======== Excerpt provided
By Robert Costa The Washington Post

Published Oct. 16, 2016

The  most important relationship in Washington next year?

It was October 1998, and Hillary Clinton's midterm campaign swing for Democratic candidates brought the first lady on a Saturday afternoon to a middle-school gymnasium in Janesville, Wisconsin. A 28-year-old conservative upstart from the town was running for Congress - and Clinton, rallying 1,200 people with a rip-roaring denunciation of Republicans, was trying to stop him.

Clinton's efforts failed, of course. Paul Ryan went on to win, and he has held his House seat in Wisconsin's industrial southeastern corner for nearly two decades as he has risen to become the highest-ranking Republican in the country.

Clinton and Ryan did not know each other then, and they barely have a personal rapport now. When they served together on Capitol Hill, they did not collaborate. They have crossed paths only a few times, in perfunctory meetings while she was secretary of state. Clinton, 68, and Ryan, 47, also have no apparent social ties - although they do share a book agent, Washington super-lawyer Robert Barnett.

Nonetheless, their relationship could become Washington's most important in determining whether the federal government functions over the next four years, should Clinton win the presidency and Ryan retain his majority - as polls show is probable, although not certain, for both.

Ryan's uneasy relationship with Republican presidential nominee Donald Trump - one that appeared to reach its breaking point this week - has been front and center in this year's melodrama of a campaign. It's less clear what a Clinton-Ryan relationship would look like.
================
======== Entries shown
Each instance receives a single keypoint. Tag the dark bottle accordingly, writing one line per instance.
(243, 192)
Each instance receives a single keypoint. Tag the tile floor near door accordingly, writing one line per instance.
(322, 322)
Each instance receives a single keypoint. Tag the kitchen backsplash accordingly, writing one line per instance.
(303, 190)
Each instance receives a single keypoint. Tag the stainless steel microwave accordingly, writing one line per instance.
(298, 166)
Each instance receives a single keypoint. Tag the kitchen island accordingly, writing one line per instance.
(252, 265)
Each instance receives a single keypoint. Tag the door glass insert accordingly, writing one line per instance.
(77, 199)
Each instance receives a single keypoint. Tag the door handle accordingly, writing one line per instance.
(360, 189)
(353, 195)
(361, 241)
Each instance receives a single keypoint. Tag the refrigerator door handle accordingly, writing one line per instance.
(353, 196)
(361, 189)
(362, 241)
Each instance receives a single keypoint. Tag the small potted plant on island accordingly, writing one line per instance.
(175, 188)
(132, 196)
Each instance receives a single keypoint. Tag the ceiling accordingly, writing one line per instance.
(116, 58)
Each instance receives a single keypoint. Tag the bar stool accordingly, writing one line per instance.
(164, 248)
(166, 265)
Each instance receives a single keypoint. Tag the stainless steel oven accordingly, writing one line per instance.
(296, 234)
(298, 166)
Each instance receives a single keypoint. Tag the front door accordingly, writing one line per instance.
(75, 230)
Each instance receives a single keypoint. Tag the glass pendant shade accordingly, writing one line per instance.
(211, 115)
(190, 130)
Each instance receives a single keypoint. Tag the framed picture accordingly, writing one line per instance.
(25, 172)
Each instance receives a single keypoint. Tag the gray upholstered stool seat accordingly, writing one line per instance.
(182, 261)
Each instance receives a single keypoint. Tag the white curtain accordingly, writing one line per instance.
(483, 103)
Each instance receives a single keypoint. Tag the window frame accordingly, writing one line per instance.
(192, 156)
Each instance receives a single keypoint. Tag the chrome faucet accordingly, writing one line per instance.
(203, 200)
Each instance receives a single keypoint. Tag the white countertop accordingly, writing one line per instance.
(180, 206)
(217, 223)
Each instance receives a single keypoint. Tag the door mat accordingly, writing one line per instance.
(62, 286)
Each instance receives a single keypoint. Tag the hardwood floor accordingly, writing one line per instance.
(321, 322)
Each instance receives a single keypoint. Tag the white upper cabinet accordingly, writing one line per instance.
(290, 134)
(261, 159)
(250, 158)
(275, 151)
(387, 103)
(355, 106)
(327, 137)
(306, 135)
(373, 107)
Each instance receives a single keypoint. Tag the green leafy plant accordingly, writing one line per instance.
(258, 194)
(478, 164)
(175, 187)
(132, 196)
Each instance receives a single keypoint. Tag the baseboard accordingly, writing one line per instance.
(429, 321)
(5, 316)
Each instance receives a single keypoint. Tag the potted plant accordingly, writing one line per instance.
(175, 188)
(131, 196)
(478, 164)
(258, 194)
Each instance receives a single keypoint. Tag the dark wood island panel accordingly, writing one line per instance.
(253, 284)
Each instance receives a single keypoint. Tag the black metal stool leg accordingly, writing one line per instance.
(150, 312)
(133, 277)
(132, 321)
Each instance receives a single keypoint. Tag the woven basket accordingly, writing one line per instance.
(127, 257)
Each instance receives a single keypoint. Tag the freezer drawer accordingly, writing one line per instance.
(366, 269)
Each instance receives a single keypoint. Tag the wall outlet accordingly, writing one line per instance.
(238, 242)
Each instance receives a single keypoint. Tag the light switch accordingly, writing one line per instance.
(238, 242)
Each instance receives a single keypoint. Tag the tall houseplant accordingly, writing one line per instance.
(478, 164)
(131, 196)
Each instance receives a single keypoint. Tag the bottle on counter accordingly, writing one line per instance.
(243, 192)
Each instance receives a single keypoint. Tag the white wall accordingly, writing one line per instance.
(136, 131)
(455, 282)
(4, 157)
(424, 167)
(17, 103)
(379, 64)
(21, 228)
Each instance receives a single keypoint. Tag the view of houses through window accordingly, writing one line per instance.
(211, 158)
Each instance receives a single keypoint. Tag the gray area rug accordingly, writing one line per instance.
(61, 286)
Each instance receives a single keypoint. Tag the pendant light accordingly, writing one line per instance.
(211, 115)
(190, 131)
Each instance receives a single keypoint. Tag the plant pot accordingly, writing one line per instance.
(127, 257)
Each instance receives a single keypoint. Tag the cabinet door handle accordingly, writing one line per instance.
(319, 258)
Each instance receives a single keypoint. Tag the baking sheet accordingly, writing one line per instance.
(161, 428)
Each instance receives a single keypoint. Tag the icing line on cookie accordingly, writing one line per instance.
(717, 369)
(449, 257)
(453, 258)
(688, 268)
================
* _What this exercise asks_
[a] In the article about Hillary Clinton and Paul Ryan, who is the book agent the two share?
[b] Carry on the article about Hillary Clinton and Paul Ryan from the point where it stops.

* _Task answers_
[a] Washington super-lawyer Robert Barnett.

[b]
"It's fine," Ryan said flatly when asked about his relationship with Clinton at a late-September breakfast hosted by the Economic Club of Washington. "I've only had two or three conversations with her. . . . I can't really say I know her very well."

The relationship would hinge on how Clinton decides to begin her presidency. She could claim an electoral mandate and launch a pitched battle to pass the more progressive parts of her agenda. Or she could start with a relatively incremental push on a menu of domestic issues on which she and Ryan have shared interests, including infrastructure investment, criminal-justice issues and anti-poverty measures.

"Do they want to begin it at loggerheads or with some signal to a very frustrated electorate that there is ground to be gained by focusing on the overlap between their two agendas?" asked William A. Galston, an official in President Bill Clinton's administration and a senior fellow at the Brookings Institution.

There is a glaring fault line between optimism and pessimism about Clinton and Ryan forging a productive partnership. Some see the pair as policy wonks with pragmatic instincts who are poised to break the logjam. Others say their political caution and entrenched ideologies would prevent them from defying their bases to resolve disputes and build agreements.

"To assume Washington is going to work next year is to assume she's not Clinton and he's not Ryan," said former House speaker Newt Gingrich, R-Georgia, who has been advising Trump and had made legislative pacts with Bill Clinton on issues such as welfare and spending.

"Paul Ryan will not be dealing with Bill Clinton," Gingrich said. "I had a guy I could talk to who had been the governor of Arkansas and dealt with that state's legislature and helped to found a centrist organization," he added, referring to the Democratic Leadership Council. "Hillary, on the other hand, is someone who is hard left. They are totally different people with different instincts."

The other power broker in the Clinton-Gingrich negotiations, Republican former Senate leader Trent Lott (Mississippi), has a far different assessment.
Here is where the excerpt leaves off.